ESERCIZIO 1 ▸
Nel testo sull'Unione Europea, chi lanciò l'idea di un'unica Comunità Europea?
ESERCIZIO 2 ▸
Trascrivi dal testo sull'Unione Europea tutto quello che va da "Ebbene, cari amici, sono" fino a "e non sovranazionali.", senza cambiare nulla.

TESTO DI PARTENZA ▸
Oristano 25 Maggio 2012
Cari amici,
scrivevo nelle pagine di questo blog nell’ottobre dell’anno scorso della grande preoccupazione che attanagliava l’Unione Europea a seguito dei gravi problemi di natura economica manifestati da alcuni Stati membri. La mia riflessione, senza velature, rimarcava un dato inconfutabile: a distanza di oltre 60 anni dai primi accordi di natura economica il percorso intrapreso dai Paesi che credevano in una Europa unita, verso la costituzione di un vero e proprio Stato Federale, non riusciva a completarsi.
L’ Unione Europea il 9 maggio di quest’anno ha compiuto 62 anni. Nata il 9 maggio 1950, quando la gran parte degli Stati si rimboccava le maniche per rimettere in moto un’economia distrutta, il ministro degli Esteri francese Robert Schuman lanciava l’idea di un’unica “ Comunità “ Europea, capace di mettere insieme le risorge energetiche, a partire dal Carbone e dall’Acciaio, la CECA appunto, a cui successivamente avrebbero fatto seguito tutti quegli altri atti per arrivare a quella reale e politica “Federazione di Stati”, L’Europa Federale, che sarebbe stata in grado di competere ad armi pari con gli Stati Uniti d’America.
Ebbene, cari amici, sono trascorsi oltre 62 anni da quello storico giorno: la CECA è diventata con gli anni la Comunità Economica Europea (CEE), poi la Comunità Europea tout court (CE) ed, infine, l’Unione Europea, con gli storici accordi di Maastricht e il varo dell’euro e, successivamente, gli ulteriori passi avanti, ultimo il trattato di Lisbona. Ma il cammino finora fatto, se riflettiamo, può essere considerato concluso? Io personalmente credo proprio di no! Gli Stati aderenti all’Unione Europea continuano a pensare solo ed esclusivamente in termini “nazionali” e non sovranazionali.

DATI DISPONIBILI ▸
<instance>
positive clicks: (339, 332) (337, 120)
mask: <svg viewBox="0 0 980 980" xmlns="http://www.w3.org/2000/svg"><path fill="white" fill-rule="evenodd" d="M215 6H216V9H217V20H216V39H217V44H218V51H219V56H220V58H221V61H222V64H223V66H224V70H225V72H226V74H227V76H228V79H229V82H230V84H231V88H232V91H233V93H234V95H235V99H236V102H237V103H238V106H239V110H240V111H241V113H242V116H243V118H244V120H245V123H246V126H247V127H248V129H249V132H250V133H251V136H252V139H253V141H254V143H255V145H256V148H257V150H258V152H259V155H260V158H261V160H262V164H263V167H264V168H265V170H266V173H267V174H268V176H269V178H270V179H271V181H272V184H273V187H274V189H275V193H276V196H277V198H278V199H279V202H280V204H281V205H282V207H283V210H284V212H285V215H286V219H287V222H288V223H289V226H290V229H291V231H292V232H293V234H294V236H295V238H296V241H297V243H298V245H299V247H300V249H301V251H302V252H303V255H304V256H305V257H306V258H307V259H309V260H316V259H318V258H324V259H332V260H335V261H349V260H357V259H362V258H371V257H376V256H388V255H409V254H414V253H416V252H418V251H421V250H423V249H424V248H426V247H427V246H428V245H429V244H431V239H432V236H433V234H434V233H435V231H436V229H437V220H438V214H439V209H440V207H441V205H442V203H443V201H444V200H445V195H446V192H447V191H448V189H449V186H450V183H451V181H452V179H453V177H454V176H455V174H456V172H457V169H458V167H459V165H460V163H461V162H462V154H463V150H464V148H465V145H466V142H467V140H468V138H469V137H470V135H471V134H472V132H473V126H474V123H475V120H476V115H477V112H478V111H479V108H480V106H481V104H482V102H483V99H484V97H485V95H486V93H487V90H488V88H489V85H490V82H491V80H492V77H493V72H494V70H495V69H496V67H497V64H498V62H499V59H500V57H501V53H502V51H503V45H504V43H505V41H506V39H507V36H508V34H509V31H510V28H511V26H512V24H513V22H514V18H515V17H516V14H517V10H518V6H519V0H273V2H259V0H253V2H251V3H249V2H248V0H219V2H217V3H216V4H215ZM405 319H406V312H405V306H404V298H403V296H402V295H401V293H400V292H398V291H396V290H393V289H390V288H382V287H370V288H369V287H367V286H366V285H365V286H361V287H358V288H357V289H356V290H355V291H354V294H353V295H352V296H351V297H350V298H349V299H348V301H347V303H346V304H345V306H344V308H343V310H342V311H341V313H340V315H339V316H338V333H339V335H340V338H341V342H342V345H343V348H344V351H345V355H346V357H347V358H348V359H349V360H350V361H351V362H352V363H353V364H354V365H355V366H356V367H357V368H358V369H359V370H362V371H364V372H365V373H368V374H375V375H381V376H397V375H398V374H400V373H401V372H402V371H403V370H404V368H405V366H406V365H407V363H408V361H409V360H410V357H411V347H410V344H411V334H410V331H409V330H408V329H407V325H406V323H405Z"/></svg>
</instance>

SPAZIO RISPOSTA 1 ▸
Il ministro degli Esteri francese Robert Schuman.

SPAZIO RISPOSTA 2 ▸
Ebbene, cari amici, sono trascorsi oltre 62 anni da quello storico giorno: la CECA è diventata con gli anni la Comunità Economica Europea (CEE), poi la Comunità Europea tout court (CE) ed, infine, l’Unione Europea, con gli storici accordi di Maastricht e il varo dell’euro e, successivamente, gli ulteriori passi avanti, ultimo il trattato di Lisbona. Ma il cammino finora fatto, se riflettiamo, può essere considerato concluso? Io personalmente credo proprio di no! Gli Stati aderenti all’Unione Europea continuano a pensare solo ed esclusivamente in termini “nazionali” e non sovranazionali.